» Exercise objective
The answer must be the full listing, word for word, with no pictures in it.

START Input

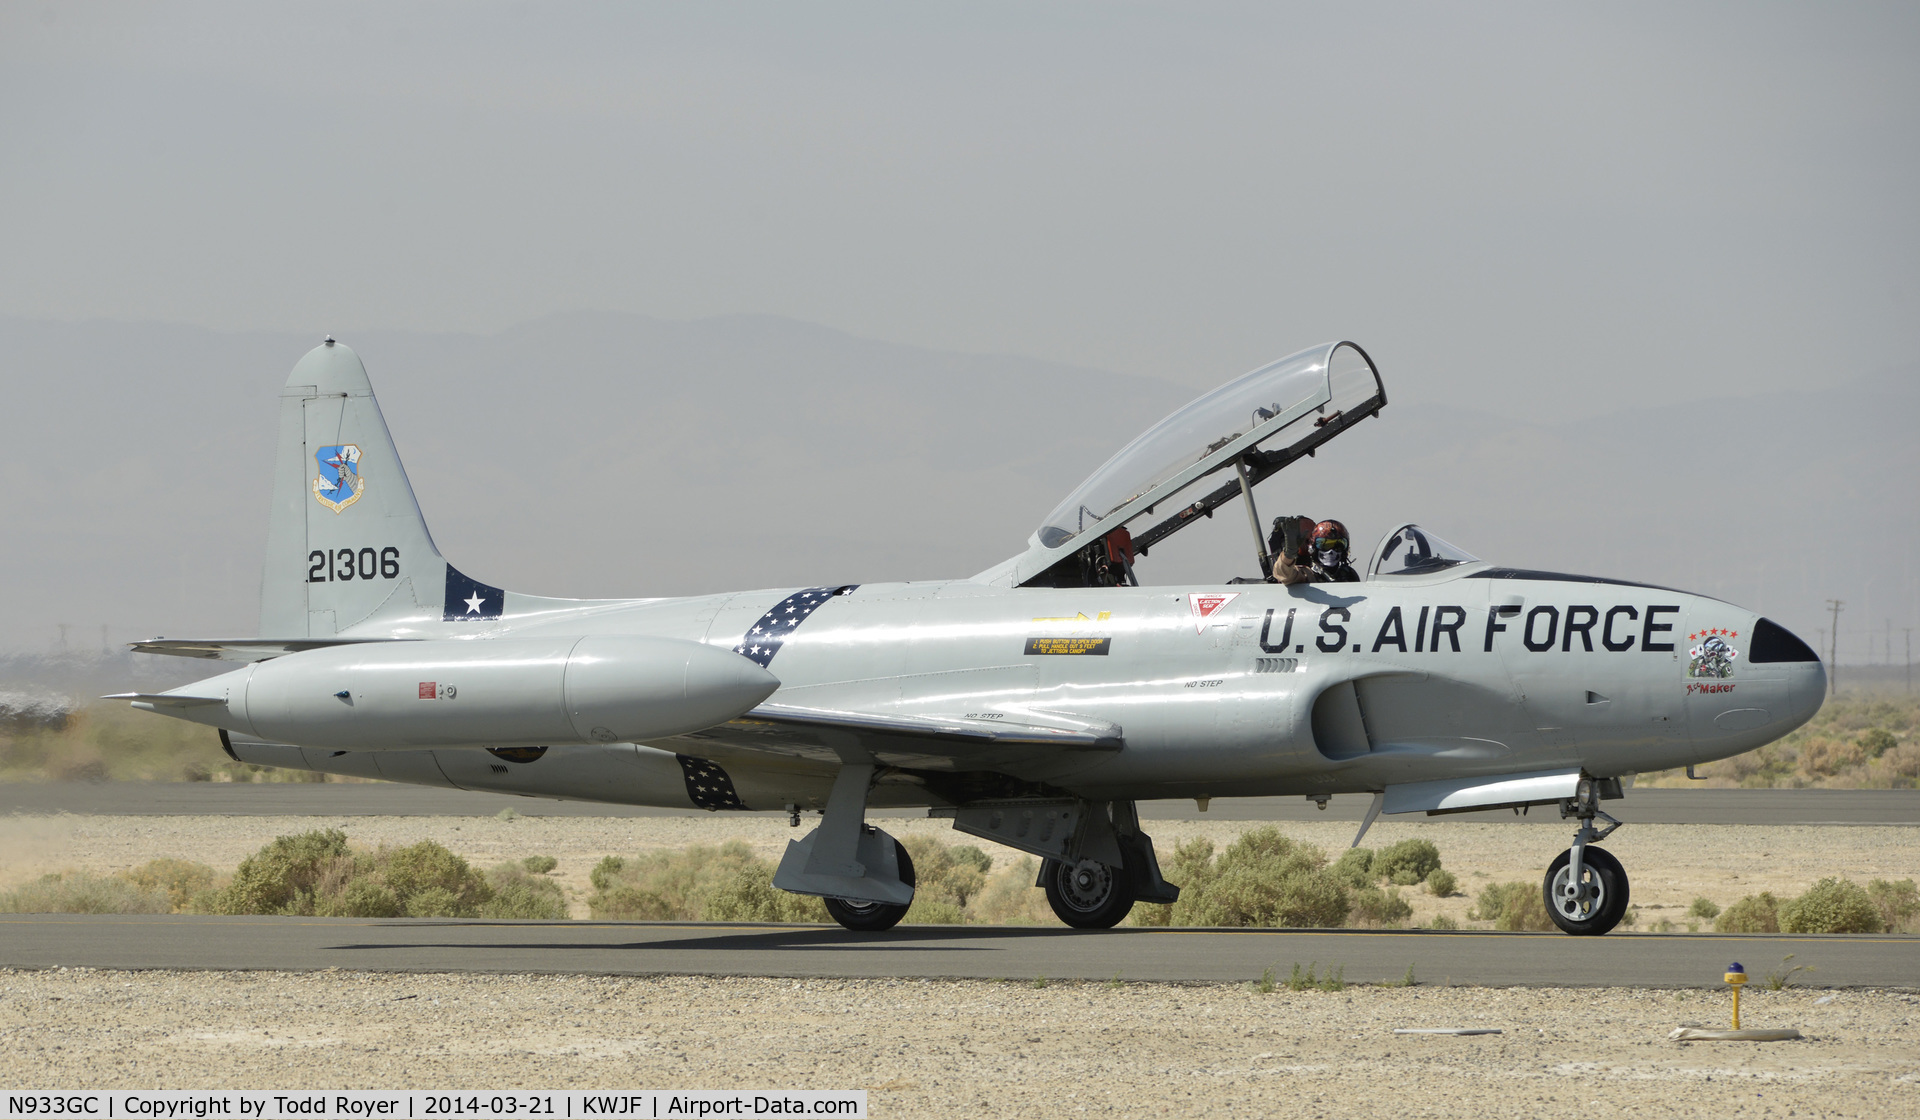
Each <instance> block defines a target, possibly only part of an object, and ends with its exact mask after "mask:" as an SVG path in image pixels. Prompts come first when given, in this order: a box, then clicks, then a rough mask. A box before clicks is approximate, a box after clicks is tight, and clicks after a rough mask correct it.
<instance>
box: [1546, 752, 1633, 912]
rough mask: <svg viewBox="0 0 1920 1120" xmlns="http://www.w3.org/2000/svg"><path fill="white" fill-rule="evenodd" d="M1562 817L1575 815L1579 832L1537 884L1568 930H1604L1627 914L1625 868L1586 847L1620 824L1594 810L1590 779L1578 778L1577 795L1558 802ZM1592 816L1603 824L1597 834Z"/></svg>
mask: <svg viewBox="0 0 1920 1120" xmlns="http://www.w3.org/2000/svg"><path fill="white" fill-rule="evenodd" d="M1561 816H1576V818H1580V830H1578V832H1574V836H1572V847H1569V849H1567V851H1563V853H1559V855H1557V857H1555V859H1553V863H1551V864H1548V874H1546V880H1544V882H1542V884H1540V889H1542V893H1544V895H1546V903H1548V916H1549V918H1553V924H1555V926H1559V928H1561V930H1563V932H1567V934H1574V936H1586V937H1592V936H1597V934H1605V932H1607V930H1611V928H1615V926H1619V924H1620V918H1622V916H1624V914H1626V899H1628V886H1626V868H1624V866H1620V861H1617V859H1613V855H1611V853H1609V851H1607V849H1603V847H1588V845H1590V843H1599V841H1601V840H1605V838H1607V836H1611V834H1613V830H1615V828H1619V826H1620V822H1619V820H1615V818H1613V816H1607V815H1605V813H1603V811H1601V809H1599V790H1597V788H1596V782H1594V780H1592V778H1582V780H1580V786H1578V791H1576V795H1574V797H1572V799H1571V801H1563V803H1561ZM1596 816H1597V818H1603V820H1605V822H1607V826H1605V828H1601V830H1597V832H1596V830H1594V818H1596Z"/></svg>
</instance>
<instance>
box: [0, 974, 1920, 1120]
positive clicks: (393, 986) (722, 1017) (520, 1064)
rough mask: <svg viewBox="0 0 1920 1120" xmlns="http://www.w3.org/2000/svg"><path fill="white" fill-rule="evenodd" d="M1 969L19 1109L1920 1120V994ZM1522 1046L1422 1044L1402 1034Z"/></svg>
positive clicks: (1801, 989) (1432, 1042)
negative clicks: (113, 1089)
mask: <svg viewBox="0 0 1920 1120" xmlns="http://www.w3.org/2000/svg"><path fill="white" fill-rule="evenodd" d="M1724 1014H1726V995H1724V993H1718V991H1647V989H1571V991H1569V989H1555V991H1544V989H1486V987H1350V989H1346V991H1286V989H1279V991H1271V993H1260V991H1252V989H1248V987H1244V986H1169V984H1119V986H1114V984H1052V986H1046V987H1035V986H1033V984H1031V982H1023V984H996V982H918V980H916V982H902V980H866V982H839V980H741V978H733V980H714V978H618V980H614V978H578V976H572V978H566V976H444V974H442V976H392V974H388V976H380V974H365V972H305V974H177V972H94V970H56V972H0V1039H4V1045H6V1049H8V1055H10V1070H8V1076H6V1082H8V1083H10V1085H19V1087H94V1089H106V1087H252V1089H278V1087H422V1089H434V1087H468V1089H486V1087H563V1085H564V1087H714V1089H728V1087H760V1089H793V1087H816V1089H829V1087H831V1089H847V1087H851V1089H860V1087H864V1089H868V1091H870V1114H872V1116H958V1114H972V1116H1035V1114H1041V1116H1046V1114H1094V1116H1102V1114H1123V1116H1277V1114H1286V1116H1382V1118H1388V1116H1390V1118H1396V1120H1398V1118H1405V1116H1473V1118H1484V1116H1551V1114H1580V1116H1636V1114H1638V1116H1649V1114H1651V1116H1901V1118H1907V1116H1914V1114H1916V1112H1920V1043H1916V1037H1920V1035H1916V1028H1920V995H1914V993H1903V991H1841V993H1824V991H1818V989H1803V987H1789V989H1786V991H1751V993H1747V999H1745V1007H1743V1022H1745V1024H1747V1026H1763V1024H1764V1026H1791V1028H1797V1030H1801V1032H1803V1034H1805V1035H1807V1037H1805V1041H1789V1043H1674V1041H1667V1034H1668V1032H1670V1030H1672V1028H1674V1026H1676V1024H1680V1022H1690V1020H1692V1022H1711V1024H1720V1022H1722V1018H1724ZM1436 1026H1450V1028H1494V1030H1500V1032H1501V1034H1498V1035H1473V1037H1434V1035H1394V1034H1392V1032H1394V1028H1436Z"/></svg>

END Input

» Solution to the exercise
Each <instance> block defines a target, possibly only part of an object, and ends with its exact mask after "mask:" as an SVG path in image pixels. Prompts come first when given, in this order: a box, then clicks, then a rough mask. A box before clicks is approximate, a box after clicks is tight, and clicks after a rough mask correct it.
<instance>
box: [1546, 752, 1633, 912]
rough mask: <svg viewBox="0 0 1920 1120" xmlns="http://www.w3.org/2000/svg"><path fill="white" fill-rule="evenodd" d="M1562 817L1575 815L1579 832L1537 884L1568 930H1604L1627 914L1625 868L1586 847L1620 824L1594 810L1590 779L1578 778L1577 795L1558 802ZM1592 816L1603 824L1597 834Z"/></svg>
mask: <svg viewBox="0 0 1920 1120" xmlns="http://www.w3.org/2000/svg"><path fill="white" fill-rule="evenodd" d="M1561 816H1576V818H1580V830H1578V832H1574V836H1572V847H1569V849H1567V851H1563V853H1559V855H1557V857H1555V859H1553V863H1551V864H1548V874H1546V880H1544V882H1542V884H1540V889H1542V893H1544V895H1546V903H1548V916H1549V918H1553V924H1555V926H1559V928H1561V930H1563V932H1567V934H1574V936H1586V937H1592V936H1597V934H1605V932H1607V930H1611V928H1615V926H1619V924H1620V918H1622V916H1624V914H1626V899H1628V886H1626V868H1624V866H1620V861H1617V859H1613V855H1611V853H1609V851H1607V849H1603V847H1588V845H1590V843H1599V841H1601V840H1605V838H1607V836H1611V834H1613V830H1615V828H1619V826H1620V822H1619V820H1615V818H1613V816H1607V815H1605V813H1603V811H1601V809H1599V790H1597V788H1596V782H1594V780H1592V778H1582V780H1580V786H1578V791H1576V795H1574V797H1572V799H1571V801H1563V803H1561ZM1596 816H1597V818H1603V820H1605V822H1607V826H1605V828H1601V830H1597V832H1596V830H1594V818H1596Z"/></svg>
</instance>
<instance>
box: [0, 974, 1920, 1120]
positive clicks: (393, 986) (722, 1017) (520, 1064)
rough mask: <svg viewBox="0 0 1920 1120" xmlns="http://www.w3.org/2000/svg"><path fill="white" fill-rule="evenodd" d="M1 969L19 1109L1920 1120V994ZM1522 1046L1422 1044L1402 1034Z"/></svg>
positive clicks: (1801, 989) (1432, 1042)
negative clicks: (113, 1089)
mask: <svg viewBox="0 0 1920 1120" xmlns="http://www.w3.org/2000/svg"><path fill="white" fill-rule="evenodd" d="M1724 1014H1726V995H1724V993H1718V991H1647V989H1571V991H1569V989H1555V991H1544V989H1486V987H1350V989H1346V991H1286V989H1279V991H1271V993H1260V991H1252V989H1248V987H1244V986H1169V984H1119V986H1114V984H1052V986H1046V987H1035V986H1033V984H1031V982H1023V984H996V982H918V980H916V982H902V980H866V982H839V980H741V978H733V980H714V978H618V980H614V978H578V976H572V978H566V976H444V974H442V976H392V974H388V976H380V974H365V972H305V974H177V972H94V970H56V972H0V1039H4V1045H6V1049H8V1055H10V1070H8V1076H6V1082H8V1083H10V1085H19V1087H94V1089H106V1087H252V1089H278V1087H422V1089H434V1087H468V1089H486V1087H563V1085H564V1087H714V1089H728V1087H760V1089H793V1087H816V1089H829V1087H831V1089H847V1087H851V1089H860V1087H864V1089H868V1091H870V1114H872V1116H958V1114H972V1116H1035V1114H1041V1116H1046V1114H1094V1116H1102V1114H1123V1116H1277V1114H1286V1116H1382V1118H1388V1116H1390V1118H1396V1120H1398V1118H1405V1116H1473V1118H1484V1116H1551V1114H1580V1116H1636V1114H1638V1116H1649V1114H1651V1116H1901V1118H1907V1116H1914V1114H1916V1112H1920V1043H1916V1037H1920V1035H1916V1028H1920V995H1914V993H1903V991H1841V993H1824V991H1818V989H1803V987H1789V989H1786V991H1751V993H1747V999H1745V1007H1743V1022H1745V1024H1747V1026H1763V1024H1764V1026H1791V1028H1797V1030H1801V1032H1803V1034H1805V1035H1807V1037H1805V1041H1789V1043H1674V1041H1667V1034H1668V1032H1670V1030H1672V1028H1674V1026H1676V1024H1680V1022H1690V1020H1692V1022H1711V1024H1720V1022H1722V1018H1724ZM1436 1026H1450V1028H1494V1030H1500V1032H1501V1034H1498V1035H1473V1037H1434V1035H1394V1034H1392V1032H1394V1028H1436Z"/></svg>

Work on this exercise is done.